> [WHAT YOU NEED TO DO]: Exactly the lines from the one containing "spot the horizontal tree trunk." through the end of the data below are to be reproduced, and nothing besides them.

> [EXTRACTED ENTRIES]:
▬▬▬
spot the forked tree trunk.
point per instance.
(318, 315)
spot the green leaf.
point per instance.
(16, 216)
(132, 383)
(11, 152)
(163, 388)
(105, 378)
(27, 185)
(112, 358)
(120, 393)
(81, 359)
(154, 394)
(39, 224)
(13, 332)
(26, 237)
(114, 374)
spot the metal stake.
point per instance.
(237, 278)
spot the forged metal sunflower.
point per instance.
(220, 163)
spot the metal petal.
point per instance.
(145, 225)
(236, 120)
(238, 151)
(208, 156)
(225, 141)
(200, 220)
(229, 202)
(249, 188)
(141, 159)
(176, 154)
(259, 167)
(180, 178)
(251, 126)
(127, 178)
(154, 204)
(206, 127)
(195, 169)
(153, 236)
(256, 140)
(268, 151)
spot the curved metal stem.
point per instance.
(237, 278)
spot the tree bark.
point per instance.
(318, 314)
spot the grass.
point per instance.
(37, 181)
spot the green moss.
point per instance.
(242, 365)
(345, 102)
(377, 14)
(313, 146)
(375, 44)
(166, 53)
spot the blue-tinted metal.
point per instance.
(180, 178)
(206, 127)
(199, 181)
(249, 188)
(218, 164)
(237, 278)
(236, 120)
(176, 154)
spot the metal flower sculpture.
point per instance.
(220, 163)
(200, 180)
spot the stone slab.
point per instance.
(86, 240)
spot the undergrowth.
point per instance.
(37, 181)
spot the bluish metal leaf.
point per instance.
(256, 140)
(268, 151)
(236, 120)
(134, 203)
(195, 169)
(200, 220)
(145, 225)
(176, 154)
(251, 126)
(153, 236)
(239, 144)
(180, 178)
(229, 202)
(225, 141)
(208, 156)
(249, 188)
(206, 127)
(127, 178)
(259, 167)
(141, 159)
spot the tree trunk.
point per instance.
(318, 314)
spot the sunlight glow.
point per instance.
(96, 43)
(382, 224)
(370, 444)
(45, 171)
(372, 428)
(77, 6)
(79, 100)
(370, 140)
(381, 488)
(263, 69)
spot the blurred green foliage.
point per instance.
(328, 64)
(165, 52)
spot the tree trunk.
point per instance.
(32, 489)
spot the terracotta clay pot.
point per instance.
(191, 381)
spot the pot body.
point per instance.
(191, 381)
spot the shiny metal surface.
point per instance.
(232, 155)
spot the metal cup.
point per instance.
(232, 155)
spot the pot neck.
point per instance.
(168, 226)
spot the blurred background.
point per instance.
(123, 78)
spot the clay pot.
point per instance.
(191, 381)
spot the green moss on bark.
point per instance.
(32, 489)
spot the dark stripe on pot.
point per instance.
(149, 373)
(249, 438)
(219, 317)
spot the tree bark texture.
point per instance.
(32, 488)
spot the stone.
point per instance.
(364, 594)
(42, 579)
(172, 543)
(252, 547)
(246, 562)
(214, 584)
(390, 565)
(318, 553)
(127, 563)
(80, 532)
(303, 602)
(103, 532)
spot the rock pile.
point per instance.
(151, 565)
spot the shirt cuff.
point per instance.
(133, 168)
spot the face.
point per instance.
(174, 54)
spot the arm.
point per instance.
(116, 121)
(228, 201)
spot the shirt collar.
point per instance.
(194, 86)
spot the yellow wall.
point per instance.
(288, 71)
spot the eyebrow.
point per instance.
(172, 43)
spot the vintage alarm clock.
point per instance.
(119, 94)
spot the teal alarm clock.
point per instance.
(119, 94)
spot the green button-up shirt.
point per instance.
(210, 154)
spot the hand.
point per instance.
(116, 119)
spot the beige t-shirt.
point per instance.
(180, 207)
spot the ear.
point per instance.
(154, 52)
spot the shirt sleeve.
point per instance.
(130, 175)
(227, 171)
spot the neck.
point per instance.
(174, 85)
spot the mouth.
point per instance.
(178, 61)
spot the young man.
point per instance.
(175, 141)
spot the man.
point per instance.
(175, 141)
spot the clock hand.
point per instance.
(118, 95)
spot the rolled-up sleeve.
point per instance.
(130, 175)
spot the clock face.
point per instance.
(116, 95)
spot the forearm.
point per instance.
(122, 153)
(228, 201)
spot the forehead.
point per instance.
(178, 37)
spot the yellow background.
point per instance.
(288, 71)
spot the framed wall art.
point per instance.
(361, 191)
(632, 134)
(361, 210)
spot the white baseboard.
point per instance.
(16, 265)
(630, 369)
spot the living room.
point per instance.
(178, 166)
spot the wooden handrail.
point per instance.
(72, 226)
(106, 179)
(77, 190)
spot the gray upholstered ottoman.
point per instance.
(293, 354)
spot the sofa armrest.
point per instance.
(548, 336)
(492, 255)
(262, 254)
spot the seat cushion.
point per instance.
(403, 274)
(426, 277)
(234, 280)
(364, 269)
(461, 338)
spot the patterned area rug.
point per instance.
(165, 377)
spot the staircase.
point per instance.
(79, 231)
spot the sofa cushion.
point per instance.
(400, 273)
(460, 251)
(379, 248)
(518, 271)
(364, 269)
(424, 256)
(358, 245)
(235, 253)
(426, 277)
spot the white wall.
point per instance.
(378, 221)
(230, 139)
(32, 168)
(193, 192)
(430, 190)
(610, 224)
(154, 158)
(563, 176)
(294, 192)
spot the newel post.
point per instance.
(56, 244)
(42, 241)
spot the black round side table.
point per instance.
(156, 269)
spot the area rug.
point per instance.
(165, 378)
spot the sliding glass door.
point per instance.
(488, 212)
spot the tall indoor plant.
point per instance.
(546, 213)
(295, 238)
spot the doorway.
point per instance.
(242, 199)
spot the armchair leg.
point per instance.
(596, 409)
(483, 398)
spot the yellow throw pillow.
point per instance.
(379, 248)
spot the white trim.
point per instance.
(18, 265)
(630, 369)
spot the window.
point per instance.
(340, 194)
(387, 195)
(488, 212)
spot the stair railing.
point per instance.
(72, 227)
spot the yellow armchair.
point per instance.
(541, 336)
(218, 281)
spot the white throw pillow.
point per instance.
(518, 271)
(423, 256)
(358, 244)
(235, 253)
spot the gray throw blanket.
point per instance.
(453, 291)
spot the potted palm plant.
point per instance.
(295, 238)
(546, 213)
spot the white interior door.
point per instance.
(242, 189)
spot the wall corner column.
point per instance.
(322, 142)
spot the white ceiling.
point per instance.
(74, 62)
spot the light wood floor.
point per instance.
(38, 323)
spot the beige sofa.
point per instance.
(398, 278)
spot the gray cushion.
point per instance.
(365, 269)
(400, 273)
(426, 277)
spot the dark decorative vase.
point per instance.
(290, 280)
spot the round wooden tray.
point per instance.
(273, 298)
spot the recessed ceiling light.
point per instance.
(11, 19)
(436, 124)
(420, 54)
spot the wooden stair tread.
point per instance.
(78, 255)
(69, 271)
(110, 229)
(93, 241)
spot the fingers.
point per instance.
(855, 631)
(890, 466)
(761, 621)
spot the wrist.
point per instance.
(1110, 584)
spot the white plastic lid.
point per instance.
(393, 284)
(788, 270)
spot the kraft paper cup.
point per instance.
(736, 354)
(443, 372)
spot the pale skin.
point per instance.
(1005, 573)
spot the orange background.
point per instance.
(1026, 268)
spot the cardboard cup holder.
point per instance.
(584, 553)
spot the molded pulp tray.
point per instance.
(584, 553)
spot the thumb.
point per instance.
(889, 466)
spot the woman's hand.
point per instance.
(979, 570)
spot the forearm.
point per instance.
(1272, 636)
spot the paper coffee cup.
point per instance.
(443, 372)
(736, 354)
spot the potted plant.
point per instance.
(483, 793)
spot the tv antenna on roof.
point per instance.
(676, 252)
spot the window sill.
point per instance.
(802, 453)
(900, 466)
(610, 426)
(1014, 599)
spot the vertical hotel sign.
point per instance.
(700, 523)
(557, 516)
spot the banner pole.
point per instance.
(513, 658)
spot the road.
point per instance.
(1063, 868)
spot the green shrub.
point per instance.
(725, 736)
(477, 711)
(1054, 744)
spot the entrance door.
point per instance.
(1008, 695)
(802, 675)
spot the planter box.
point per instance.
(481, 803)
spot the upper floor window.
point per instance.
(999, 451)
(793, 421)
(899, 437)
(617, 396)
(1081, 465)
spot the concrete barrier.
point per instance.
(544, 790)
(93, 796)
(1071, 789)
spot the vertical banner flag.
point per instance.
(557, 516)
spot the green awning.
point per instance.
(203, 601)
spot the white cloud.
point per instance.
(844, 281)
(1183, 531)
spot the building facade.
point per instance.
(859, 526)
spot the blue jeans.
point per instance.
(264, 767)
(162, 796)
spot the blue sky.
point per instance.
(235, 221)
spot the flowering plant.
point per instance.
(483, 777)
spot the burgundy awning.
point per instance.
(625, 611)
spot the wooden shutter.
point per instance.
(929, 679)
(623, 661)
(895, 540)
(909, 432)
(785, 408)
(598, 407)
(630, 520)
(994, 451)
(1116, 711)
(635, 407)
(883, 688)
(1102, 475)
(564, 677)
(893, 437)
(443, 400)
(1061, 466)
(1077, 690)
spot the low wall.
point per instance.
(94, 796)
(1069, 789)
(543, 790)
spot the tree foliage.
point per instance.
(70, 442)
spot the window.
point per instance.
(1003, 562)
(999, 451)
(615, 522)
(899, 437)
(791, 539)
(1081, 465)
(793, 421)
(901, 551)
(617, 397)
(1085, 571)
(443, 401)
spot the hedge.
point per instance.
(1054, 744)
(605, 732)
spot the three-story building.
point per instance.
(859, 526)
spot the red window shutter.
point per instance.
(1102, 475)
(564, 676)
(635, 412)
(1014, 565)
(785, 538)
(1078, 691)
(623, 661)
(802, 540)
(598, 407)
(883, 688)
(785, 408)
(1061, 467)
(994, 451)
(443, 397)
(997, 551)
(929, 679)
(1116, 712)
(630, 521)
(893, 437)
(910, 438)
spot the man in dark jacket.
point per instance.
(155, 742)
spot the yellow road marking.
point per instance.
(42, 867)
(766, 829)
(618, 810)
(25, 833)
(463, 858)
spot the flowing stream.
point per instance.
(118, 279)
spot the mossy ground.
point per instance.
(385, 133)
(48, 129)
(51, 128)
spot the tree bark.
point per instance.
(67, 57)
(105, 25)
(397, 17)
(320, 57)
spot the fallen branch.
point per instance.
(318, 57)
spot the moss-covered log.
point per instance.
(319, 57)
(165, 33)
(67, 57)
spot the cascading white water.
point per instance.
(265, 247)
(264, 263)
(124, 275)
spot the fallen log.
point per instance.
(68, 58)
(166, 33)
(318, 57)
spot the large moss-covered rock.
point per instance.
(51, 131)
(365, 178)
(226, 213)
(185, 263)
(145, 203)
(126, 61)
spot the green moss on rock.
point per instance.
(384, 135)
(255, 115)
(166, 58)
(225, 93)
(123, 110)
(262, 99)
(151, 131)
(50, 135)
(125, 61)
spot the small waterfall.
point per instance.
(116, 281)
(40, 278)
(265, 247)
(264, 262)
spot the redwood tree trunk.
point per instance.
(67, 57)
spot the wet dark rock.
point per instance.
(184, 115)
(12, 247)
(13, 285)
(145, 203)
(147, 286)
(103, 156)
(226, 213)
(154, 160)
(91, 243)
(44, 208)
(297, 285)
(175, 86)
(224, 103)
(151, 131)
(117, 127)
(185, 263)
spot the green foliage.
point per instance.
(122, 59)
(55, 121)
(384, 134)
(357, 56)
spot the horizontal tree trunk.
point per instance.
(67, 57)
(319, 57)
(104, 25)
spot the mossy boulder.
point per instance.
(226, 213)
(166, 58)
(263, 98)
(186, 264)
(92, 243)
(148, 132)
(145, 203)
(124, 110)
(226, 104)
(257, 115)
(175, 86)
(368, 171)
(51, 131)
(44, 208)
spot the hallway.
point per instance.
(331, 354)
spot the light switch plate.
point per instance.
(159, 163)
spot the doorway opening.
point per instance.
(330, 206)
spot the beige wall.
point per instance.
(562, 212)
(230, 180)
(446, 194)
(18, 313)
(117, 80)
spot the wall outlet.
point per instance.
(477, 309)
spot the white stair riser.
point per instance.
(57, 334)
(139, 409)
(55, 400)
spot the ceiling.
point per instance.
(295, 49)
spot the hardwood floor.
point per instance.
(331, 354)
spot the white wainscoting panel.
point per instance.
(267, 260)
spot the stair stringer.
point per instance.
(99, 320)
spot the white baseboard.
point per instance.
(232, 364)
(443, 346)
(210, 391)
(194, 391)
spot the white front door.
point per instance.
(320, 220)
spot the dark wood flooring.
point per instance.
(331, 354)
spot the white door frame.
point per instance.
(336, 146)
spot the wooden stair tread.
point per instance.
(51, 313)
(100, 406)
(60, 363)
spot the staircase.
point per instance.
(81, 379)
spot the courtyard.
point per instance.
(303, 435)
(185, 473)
▬▬▬
> [FULL SOLUTION]:
spot the horizontal tree trunk.
point per instance.
(67, 57)
(319, 57)
(104, 25)
spot the mossy boulder.
point per instance.
(226, 213)
(166, 58)
(263, 98)
(186, 264)
(92, 243)
(148, 132)
(145, 203)
(124, 110)
(226, 104)
(257, 115)
(175, 86)
(368, 171)
(51, 131)
(44, 208)
spot the hallway.
point per instance.
(331, 354)
spot the light switch plate.
point per instance.
(159, 163)
spot the doorway opening.
point per instance.
(330, 206)
spot the beige wall.
point per instance.
(562, 212)
(230, 180)
(446, 194)
(18, 313)
(117, 80)
spot the wall outlet.
point per instance.
(477, 309)
spot the white stair riser.
point per instance.
(57, 334)
(139, 409)
(55, 400)
spot the ceiling.
point per instance.
(295, 49)
spot the hardwood floor.
point per instance.
(331, 354)
spot the white wainscoting panel.
point per instance.
(267, 260)
spot the stair stringer.
point per instance.
(99, 320)
spot the white baseboard.
point per instance.
(232, 364)
(443, 346)
(210, 391)
(194, 391)
spot the white front door.
point per instance.
(320, 220)
spot the dark wood flooring.
point per instance.
(331, 354)
spot the white door frame.
point per instance.
(336, 146)
spot the wooden stair tread.
point per instance.
(51, 313)
(100, 406)
(60, 363)
spot the staircase.
point per instance.
(81, 379)
spot the courtyard.
point per instance.
(303, 435)
(185, 473)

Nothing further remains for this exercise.